─── Extract

DUTCH NECK LAND COMPANY, LLC, AND COLUMBIA CONTAINER SERVICES, LLC, PLAINTIFFS-APPELLANTS,
v.
CITY OF NEWARK; MUNICIPAL COUNCIL OF THE CITY OF NEWARK; THE CENTRAL PLANNING BOARD OF THE CITY OF NEWARK; AND MORRIS DOREMUS AVENUE ASSOCIATES, LLC, DEFENDANTS-RESPONDENTS.



On appeal from the Superior Court of New Jersey, Law Division, Essex County, Docket No. L-8232-06.

Per curiam.

NOT FOR PUBLICATION WITHOUT THE APPROVAL OF THE APPELLATE DIVISION

Argued April 28, 2008

Before Judges Lintner, Sabatino and Alvarez.

Plaintiffs, Dutch Neck Land Company, LLC ("Dutch Neck") and Columbia Container Services, LLC ("Columbia Container"), are the respective owner and lessee of nearly seven acres of commercial property in the City of Newark ("the City"). Plaintiffs filed this action in lieu of prerogative writs, upon learning that the City had adopted an ordinance in December 2005 amending its 1964 Redevelopment Plan so as to slate plaintiffs' property for acquisition. Before discovery, the Law Division dismissed plaintiffs' action with prejudice, and plaintiffs thereafter appealed.

We vacate the dismissal order and reinstate this case in the Law Division for reconsideration in light of supervening case law. Such a remand will also enable the parties and the trial court to explore, this time with the benefit of discovery, various claimed irregularities, documentation gaps, and other issues that fairly implicate the validity of the Plan amendment.

I.

──────
─── Supplied material

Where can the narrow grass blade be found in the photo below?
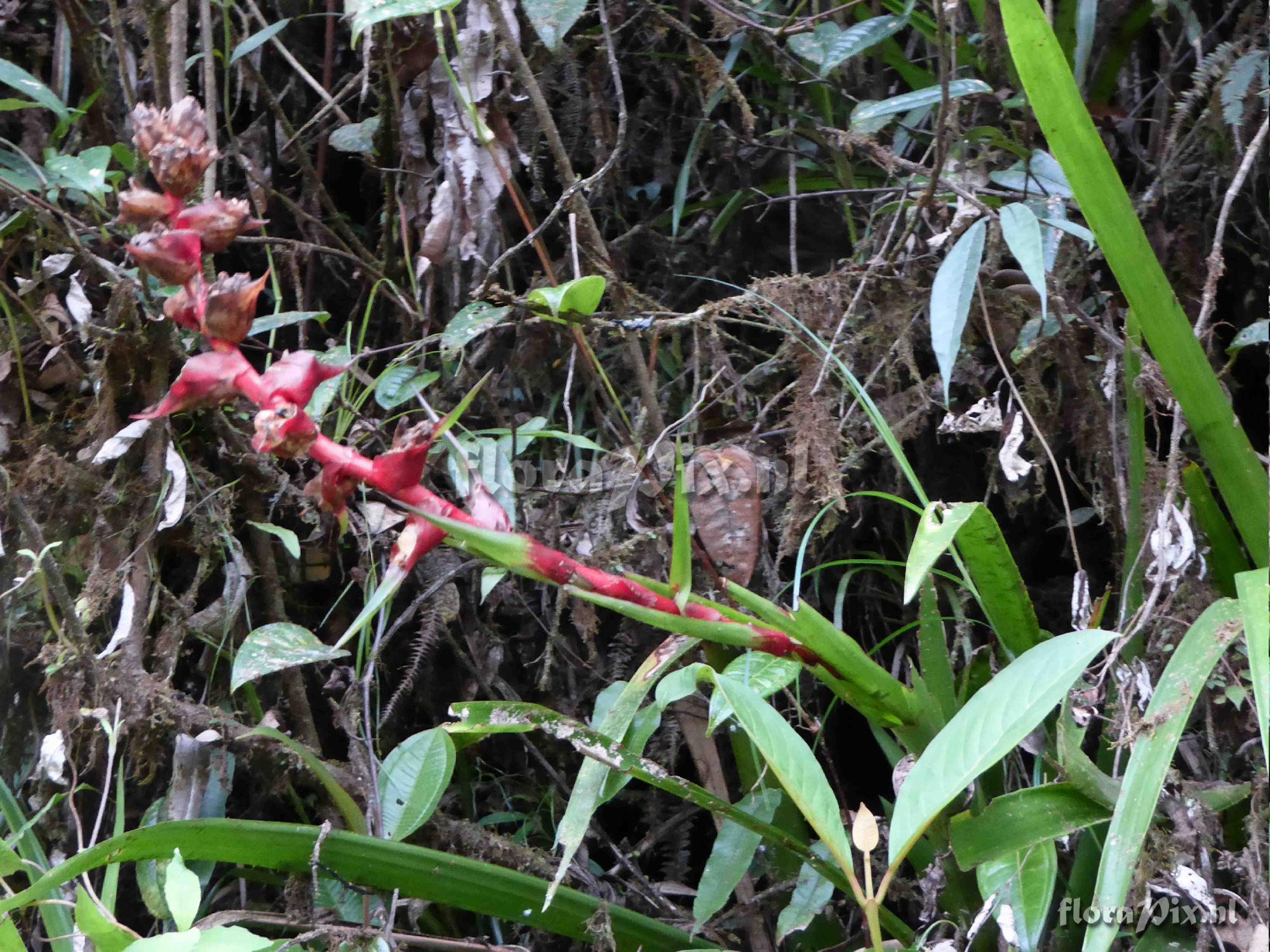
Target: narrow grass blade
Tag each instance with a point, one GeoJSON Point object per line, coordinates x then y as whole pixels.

──────
─── Supplied material

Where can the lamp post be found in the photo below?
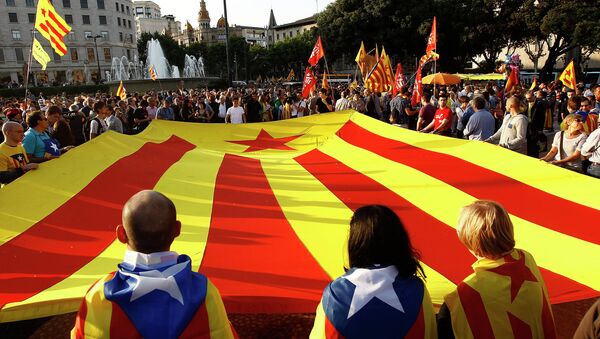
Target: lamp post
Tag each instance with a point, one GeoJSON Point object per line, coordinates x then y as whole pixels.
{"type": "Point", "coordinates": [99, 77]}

──────

What you need to do -
Can you continue the Newark redevelopment appeal from where it stops, starting with Part I? The data here has no connection to the Newark redevelopment appeal.

Reply -
The pertinent history of this matter dates back to at least July 24, 1963, when the City's Municipal Council ("the Council") adopted a resolution*fn1 directing the City's Central Planning Board ("the Planning Board") to investigate whether certain areas in the City qualified as "blighted areas."*fn2 After the Planning Board presumably conducted the requested hearing and made findings of blight and associated recommendations, the Council adopted a corresponding resolution on November 6, 1963.*fn3 That resolution designated as "blighted" an area generally bounded by the Passaic River on the north, Doremus Avenue and Newark Bay on the east, the Lehigh Valley Railroad Line and Port Street on the south, and the Passaic Branch of the New York Bay Railroad on the west.

Seven months later, on June 18, 1964, the Council passed a resolution adopting a redevelopment plan ("the Plan") identified as the "NJR-121 Industrial River Urban Renewal Plan." The Plan was generated in April 1964 by the City's Housing Authority.

The Plan apparently*fn4 was based upon the legal authority of the former statutes that preceded the enactment in 1992 of the Local Redevelopment and Housing Law ("LRHL"), N.J.S.A. 40A:12A-1 to -49.*fn5 The corresponding land maps that the Plan cross-referenced covered a large portion*fn6 of the City's area. Some of the properties within the area had residential uses in 1964, but the majority appear to have been industrial or other commercial uses.

Among other things, the 1964 Plan declared that "[t]he major part of the properties in the project area will be acquired for clearance and redevelopment." However, "[t]he exceptions [to acquisition] are properties whose improvements are substantial and in good condition or conservable and their use[s] compatible with the uses proposed by this Plan as shown [on the accompanying maps]." The Plan contemplated that certain portions of the redevelopment area would be used for public and semi-public purposes, and that the remainder of the area would be zoned for industrial uses. Related commercial uses were also allowed in the industrial areas. The Plan also specified various zoning requirements for building heights, lot coverage, setbacks, off-street parking, off-street loading, landscaping, lighting, storage, density, flood plain control, and easements.

With respect to the determination of blight, the Plan stated:

Certain properties in the project have been preliminarily judged as being subject to upgrading to standard condition through the accomplishment of a backlog of normal maintenance, while certain others have been judged as deteriorated and substandard. Further investigation may bring a decision that rehabilitation action would be more appropriate in certain cases.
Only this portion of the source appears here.